## Start RECORDS
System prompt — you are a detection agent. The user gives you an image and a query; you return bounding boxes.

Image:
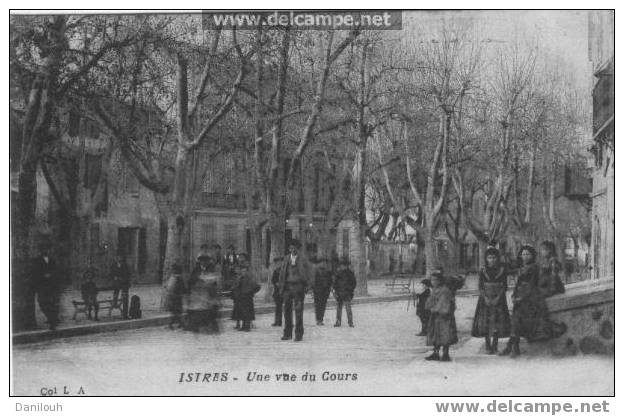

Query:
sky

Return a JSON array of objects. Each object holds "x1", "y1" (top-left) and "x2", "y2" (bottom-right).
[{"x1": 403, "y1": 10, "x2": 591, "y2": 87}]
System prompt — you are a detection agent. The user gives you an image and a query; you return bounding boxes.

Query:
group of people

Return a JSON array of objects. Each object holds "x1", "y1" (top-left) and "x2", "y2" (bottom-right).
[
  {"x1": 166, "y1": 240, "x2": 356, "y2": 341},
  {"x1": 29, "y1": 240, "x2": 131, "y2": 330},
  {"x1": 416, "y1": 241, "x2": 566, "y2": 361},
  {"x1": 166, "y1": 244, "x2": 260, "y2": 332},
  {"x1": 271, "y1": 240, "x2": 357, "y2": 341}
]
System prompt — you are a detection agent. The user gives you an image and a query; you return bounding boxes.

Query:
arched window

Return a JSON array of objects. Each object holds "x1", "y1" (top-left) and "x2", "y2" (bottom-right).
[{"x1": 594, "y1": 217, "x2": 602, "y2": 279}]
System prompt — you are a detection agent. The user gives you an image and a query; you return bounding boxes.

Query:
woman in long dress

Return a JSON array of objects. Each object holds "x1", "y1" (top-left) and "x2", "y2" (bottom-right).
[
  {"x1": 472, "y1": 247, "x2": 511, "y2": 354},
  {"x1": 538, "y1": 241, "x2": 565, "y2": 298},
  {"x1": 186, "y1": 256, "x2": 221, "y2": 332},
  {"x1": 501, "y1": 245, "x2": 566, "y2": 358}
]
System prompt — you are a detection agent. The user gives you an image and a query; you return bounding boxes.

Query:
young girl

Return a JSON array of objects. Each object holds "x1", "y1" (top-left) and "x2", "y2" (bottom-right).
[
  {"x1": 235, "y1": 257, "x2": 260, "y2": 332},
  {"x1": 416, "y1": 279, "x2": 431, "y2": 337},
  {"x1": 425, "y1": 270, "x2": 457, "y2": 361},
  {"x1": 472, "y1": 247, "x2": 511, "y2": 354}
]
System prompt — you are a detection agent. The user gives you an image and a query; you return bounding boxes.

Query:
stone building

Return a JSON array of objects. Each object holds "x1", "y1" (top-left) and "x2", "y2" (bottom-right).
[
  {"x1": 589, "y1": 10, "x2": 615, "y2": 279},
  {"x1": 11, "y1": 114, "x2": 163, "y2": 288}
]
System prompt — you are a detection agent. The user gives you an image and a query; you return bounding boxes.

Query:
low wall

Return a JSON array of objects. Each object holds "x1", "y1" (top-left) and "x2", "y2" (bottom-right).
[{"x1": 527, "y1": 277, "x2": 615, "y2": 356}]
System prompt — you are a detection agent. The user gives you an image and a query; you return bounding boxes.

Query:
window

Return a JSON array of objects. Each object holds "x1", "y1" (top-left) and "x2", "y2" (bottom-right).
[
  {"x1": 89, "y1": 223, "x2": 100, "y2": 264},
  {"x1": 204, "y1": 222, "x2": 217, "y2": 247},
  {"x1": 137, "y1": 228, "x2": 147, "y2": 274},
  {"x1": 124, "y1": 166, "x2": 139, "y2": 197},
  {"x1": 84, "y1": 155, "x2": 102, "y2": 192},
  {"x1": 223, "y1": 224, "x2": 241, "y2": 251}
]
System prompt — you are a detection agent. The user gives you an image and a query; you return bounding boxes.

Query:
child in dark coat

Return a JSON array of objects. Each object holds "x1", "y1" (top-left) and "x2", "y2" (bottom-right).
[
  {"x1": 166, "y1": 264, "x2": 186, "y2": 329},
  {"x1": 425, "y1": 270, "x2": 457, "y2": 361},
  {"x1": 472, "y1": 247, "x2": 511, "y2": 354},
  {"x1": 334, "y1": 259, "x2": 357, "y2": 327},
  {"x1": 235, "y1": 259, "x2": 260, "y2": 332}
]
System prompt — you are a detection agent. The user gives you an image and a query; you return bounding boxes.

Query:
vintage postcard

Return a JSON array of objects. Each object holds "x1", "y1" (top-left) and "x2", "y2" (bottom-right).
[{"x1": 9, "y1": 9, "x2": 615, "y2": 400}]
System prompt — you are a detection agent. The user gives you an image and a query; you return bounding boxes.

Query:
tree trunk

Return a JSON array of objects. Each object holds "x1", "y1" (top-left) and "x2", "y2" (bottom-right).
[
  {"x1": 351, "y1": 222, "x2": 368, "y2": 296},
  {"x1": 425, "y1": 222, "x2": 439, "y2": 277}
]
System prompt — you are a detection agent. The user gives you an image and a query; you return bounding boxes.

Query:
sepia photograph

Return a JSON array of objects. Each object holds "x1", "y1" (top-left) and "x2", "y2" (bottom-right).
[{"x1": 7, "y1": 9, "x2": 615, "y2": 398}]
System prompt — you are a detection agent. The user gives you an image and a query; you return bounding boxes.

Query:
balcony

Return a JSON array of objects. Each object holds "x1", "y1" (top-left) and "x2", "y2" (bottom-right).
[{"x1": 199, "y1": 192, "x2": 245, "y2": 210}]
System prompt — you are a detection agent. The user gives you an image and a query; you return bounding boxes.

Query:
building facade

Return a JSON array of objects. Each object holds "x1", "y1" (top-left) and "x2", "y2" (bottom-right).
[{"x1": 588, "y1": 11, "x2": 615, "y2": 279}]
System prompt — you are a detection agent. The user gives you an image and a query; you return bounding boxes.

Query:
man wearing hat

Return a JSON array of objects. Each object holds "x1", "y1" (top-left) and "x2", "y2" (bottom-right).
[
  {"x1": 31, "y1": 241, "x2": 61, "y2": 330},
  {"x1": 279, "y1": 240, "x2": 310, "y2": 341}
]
## End RECORDS
## Start RECORDS
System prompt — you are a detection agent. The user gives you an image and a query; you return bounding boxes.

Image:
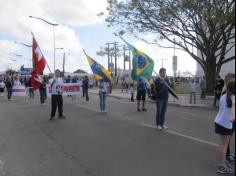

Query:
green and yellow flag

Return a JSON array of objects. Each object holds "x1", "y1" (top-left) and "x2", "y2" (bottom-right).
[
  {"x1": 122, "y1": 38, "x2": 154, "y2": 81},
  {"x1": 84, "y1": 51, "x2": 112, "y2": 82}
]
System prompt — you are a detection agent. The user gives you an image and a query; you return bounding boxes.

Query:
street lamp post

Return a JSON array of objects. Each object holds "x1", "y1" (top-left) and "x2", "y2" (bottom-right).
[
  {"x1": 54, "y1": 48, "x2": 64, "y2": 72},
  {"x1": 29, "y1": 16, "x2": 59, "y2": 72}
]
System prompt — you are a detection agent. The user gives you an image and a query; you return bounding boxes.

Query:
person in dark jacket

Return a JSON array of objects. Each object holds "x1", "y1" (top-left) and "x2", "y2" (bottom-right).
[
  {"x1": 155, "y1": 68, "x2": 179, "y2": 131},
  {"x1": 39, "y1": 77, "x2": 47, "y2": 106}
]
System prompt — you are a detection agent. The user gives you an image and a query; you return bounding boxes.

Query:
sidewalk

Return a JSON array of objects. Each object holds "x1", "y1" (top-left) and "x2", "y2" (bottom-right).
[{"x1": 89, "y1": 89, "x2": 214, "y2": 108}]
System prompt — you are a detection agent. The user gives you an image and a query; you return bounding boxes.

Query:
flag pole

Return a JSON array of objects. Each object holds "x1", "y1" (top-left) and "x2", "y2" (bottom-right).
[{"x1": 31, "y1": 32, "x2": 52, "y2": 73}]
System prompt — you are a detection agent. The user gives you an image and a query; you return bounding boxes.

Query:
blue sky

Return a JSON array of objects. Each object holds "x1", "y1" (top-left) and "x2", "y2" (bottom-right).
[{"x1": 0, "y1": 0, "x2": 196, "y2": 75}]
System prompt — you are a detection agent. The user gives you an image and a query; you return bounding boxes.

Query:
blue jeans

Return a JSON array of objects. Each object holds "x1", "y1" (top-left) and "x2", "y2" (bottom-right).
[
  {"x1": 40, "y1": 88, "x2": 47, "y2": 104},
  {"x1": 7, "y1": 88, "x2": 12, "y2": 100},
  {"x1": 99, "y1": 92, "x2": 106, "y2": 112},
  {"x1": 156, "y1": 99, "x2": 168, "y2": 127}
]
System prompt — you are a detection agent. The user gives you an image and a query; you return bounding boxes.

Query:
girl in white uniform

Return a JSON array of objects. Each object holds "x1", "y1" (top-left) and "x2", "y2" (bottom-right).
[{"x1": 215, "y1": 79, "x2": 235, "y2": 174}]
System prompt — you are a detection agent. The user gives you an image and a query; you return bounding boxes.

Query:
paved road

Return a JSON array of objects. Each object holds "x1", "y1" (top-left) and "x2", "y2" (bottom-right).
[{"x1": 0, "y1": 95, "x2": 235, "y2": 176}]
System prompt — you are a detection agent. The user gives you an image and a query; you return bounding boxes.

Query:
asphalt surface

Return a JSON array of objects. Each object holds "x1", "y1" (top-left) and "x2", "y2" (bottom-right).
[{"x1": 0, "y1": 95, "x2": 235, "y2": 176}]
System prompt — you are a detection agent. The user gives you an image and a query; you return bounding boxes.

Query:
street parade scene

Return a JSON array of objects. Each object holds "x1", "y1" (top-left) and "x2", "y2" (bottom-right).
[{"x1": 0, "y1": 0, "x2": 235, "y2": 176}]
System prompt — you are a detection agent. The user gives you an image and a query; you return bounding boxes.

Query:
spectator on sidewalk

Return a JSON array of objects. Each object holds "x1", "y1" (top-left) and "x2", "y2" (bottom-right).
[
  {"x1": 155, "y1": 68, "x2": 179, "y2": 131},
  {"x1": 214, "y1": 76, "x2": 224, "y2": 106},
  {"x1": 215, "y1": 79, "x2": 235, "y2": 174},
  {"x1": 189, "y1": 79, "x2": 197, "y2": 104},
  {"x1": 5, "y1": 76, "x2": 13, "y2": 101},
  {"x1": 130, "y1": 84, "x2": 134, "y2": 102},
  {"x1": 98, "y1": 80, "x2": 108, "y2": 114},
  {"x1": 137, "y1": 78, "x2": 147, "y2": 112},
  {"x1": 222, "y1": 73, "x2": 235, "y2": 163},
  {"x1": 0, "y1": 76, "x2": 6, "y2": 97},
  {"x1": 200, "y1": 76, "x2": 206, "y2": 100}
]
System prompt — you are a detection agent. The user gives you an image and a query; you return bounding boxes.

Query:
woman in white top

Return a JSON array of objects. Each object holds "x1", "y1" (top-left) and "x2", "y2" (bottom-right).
## End RECORDS
### WRITTEN REQUEST
Select every line in the items above that contains the word "woman" and copy each such line.

### IN RESPONSE
woman in long dress
woman in white top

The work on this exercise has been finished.